TASK INSTRUCTIONS: Please look for the string "roof" below and report every line in which it occurs.

═════ RECORD EXTRACTS ═════

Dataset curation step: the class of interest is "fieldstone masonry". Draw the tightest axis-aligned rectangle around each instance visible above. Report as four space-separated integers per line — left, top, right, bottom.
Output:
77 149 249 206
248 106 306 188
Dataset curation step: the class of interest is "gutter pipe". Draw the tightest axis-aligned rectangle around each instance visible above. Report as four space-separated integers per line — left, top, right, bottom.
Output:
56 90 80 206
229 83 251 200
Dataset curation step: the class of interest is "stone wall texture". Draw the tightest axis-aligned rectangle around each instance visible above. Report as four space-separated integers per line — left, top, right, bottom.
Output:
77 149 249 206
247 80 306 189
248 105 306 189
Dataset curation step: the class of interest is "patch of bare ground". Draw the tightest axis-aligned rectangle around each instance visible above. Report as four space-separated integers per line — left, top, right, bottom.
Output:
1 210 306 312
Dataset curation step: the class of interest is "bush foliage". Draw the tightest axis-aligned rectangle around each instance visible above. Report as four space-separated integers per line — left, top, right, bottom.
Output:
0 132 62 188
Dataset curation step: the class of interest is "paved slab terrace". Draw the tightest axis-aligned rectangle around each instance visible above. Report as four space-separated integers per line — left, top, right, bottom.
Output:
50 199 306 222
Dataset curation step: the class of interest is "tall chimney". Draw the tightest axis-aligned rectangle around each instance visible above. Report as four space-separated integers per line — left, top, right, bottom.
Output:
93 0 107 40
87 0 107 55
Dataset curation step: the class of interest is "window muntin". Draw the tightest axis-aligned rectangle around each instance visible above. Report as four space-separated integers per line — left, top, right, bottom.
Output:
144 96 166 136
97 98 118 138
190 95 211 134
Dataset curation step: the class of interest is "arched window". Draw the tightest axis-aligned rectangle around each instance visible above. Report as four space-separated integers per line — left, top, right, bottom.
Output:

═════
═════ RECORD EXTRACTS ═════

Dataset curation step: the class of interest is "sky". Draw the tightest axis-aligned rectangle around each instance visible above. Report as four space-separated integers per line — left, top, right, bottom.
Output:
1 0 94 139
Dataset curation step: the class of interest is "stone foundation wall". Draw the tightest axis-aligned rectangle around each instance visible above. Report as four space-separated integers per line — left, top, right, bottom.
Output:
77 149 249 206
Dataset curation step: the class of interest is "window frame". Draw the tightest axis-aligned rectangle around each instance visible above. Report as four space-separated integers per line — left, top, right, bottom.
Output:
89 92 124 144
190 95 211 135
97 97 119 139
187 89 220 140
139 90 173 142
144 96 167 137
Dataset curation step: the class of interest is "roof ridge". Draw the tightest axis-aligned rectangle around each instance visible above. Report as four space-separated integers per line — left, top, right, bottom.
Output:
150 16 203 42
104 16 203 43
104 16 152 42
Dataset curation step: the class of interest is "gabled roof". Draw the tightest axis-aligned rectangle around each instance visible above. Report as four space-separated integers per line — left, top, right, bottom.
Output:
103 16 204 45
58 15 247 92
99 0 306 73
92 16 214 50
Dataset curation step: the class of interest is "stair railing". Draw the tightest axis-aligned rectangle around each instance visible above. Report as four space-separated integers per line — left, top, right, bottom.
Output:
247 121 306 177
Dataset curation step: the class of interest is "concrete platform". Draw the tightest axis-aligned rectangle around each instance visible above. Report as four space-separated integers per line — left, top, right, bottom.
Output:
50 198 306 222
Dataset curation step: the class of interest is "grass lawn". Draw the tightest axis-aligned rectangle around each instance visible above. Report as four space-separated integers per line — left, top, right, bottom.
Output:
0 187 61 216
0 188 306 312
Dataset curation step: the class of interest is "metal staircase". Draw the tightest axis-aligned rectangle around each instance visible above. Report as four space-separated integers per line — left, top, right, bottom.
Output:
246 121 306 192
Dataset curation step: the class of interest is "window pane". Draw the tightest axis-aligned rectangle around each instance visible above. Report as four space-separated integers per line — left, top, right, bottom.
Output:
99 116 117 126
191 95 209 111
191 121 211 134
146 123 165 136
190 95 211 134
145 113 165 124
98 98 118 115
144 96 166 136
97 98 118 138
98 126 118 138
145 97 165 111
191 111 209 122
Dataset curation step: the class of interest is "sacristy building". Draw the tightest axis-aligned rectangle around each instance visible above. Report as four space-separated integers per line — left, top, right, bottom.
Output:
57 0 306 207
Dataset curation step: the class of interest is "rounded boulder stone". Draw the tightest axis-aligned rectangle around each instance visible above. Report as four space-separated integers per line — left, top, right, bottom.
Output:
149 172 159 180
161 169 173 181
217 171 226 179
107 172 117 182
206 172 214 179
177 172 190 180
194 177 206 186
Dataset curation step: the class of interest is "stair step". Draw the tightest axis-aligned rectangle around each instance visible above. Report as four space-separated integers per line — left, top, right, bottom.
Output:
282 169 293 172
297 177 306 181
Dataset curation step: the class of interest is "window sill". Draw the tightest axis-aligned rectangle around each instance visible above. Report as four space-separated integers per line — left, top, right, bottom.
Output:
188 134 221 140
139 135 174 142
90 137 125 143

═════

RESULT OF THIS EXERCISE:
Dataset curation step: the class of interest is "roof ridge". Draw the tightest axis-aligned rectangle around each instance visible above. Report as four space-separated integers per line — left, top, right, bottom.
Dataset curation step: the class of interest is "gabled roof". Draw the tightest axis-aligned rectangle around each instance visible above. Report as four space-separated integers per line — left, top, right, bottom.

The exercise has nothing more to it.